### What you are asked to do
Your task is to print each entry exactly as written.

### Materials provided
════════════════
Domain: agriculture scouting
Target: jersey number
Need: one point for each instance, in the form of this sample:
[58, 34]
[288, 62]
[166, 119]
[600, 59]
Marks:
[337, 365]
════════════════
### Worked solution
Domain: agriculture scouting
Target: jersey number
Need: one point for each instance, in the form of this sample:
[58, 34]
[288, 62]
[166, 119]
[600, 59]
Marks:
[337, 365]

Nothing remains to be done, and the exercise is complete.